■ Passage provided:
::::::::::
Obviously, these regulations will need to come into effect, but it is rather unfortunate that we are looking at the demise of the nuclear industry at the moment. Only Hinkley Point C, the last of the new nuclear fleet, may be built, and that is in jeopardy as well. My Lords, these are highly technical regulations and all I have to go on in seeking to scrutinise them is the debate that took place in the House of Commons on 14 January. On the issue of bilateral agreements with other nations, which are clearly vital to the handling of this nuclear material, the Minister, Richard Harrington, gave a comprehensive assurance that exactly the same agreements would be in place after 29 March as before. So that concern, which had been raised in the House of Commons, has been met.
However, in his concluding remarks, the Minister said:
“The nuclear safeguards regulations will also require operators to provide additional nuclear safeguards information to the ONR”—
the regulator—
“on qualifying nuclear material, and to the Secretary of State on certain non-nuclear materials”.—[Official Report, Commons, Third Delegated Legislation Committee, 14/1/19; col. 5.]
It was not clear to me whether that is a significant statement or an insignificant statement because it depends on what additional material they will be required to make available to the ONR and the Secretary of State. Can the Minister tell us the nature of the additional information that will have to be made available to the ONR, and why, in the event of no deal, additional information needs to be made available to the ONR over and above what needs to be made available now? Those in the industry who are reading accounts of our proceedings may be quite keen to understand that issue. My Lords, once again I thank the Minister for his introduction. Although the regulations have been decoupled, my remarks, like those of the Minister, were in a comprehensive single form, but I am happy to bring forward one or two questions on these regulations.
::::::::::
Detection examples
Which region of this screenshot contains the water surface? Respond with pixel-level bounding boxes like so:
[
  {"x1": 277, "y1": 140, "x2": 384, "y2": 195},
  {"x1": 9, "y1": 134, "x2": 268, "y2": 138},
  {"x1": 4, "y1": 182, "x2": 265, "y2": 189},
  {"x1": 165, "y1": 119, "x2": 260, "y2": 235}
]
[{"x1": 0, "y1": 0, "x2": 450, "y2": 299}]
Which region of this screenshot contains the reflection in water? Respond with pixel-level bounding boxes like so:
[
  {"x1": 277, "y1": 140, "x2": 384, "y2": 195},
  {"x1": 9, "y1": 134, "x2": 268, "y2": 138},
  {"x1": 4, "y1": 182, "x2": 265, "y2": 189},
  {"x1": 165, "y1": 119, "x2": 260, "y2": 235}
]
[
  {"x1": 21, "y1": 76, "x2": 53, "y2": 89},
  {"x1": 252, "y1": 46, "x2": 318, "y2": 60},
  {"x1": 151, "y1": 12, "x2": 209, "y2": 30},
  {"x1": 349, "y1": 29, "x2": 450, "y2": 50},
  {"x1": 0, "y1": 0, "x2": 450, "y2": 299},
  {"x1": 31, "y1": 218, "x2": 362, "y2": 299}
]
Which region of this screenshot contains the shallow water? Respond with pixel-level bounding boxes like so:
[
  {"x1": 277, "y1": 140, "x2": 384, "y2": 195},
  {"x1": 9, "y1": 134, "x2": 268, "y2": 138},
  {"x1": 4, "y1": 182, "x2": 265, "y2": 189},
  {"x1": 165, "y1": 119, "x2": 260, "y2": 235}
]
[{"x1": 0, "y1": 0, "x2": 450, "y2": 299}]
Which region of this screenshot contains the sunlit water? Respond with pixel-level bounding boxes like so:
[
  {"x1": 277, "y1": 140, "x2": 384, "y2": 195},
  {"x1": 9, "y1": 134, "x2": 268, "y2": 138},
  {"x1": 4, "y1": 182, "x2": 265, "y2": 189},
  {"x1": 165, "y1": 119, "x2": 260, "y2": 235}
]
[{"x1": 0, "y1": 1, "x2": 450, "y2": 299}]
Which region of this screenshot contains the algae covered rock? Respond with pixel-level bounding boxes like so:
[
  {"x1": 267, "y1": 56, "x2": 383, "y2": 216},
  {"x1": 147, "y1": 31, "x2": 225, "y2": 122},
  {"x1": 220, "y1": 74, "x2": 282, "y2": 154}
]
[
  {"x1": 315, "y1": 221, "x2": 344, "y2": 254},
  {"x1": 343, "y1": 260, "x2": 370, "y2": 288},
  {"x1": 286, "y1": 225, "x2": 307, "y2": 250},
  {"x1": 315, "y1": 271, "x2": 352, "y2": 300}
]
::::::::::
■ Requests:
- A) Set down, word for word, everything in the nuclear safeguards debate from "Obviously, these regulations" down to "has been met.".
- B) Resume the nuclear safeguards debate from where it stops.
These records were taken from a separate source.

■ Outputs by task:
- A)
Obviously, these regulations will need to come into effect, but it is rather unfortunate that we are looking at the demise of the nuclear industry at the moment. Only Hinkley Point C, the last of the new nuclear fleet, may be built, and that is in jeopardy as well. My Lords, these are highly technical regulations and all I have to go on in seeking to scrutinise them is the debate that took place in the House of Commons on 14 January. On the issue of bilateral agreements with other nations, which are clearly vital to the handling of this nuclear material, the Minister, Richard Harrington, gave a comprehensive assurance that exactly the same agreements would be in place after 29 March as before. So that concern, which had been raised in the House of Commons, has been met.

- B)
These new regulations on fissionable material conform to and appear to be equivalent to those pertaining under Euratom. This is important for our international agreements and for confidence that the UK takes its responsibilities on nuclear safeguarding very seriously. Regarding the international agreements, it has been encouraging to see the confirmation of new NCAs with the US, Canada and Australia. The Minister will recall that anxieties were expressed during the passage of the Bill that it might not be possible to achieve them. Can the Minister allay any fears that may arise over Japan? I understand that there is already a historic agreement with Japan going back to 1998. Discussions to review it have been mentioned. Is it only a formality that talks are going on with Japan concerning the UK’s confirmation on leaving the EU? Will the Minister settle any anxieties about the time it seems to have taken to review this with Japan when the other three nations have already agreed the NCAs, and allay any misgivings that may have arisen following any issues in discussions with Japan concerning new nuclear investments in north Wales?
The consultation seems to have been extremely productive. The recommendations have been taken on by the department and the regulations have been amended to be consistent with those discussions. I hesitate to participate in this debate, given that this is a very complex issue, but I imagine that members of the public and the industry would wish to be assured that the House is scrutinising issues of such significance from the point of view of public safety. I note that the Secondary Legislation Scrutiny Committee drew these draft regulations to the attention of the House in view of the important issues of public policy.
I note from the committee’s report that there will be ways in which our nuclear safeguards will be deficient after March 2019 relative to Euratom, notwithstanding that they meet international obligations. I would be grateful if my noble friend could help the House understand in what way those deficiencies will manifest themselves in the event that we leave with no deal or, if we leave with a withdrawal agreement, during the interim period—before, as I understand it, our standards will meet the Euratom standards by the end of 2020. My Lords, I hope that I can deal with most of the points that have been made in the debate by noble Lords. If I miss any, perhaps on Regulation 4, we will be able to catch up on them. The noble Lord, Lord Redesdale, said that he had only one speech for both sets of regulations but I am sure that he will want to come in again if I fail to address his points.
First, the noble Lord asked whether we needed an NCA with Euratom. I can give an assurance that an NCA is not required for these regulations. Secondly, he regretted what he described as the demise of the nuclear industry. It is sad that last Thursday we had to make the announcement that I think he was referring to. I offered to repeat the Statement made by my right honourable friend in another place but, sadly, the House did not feel that necessary.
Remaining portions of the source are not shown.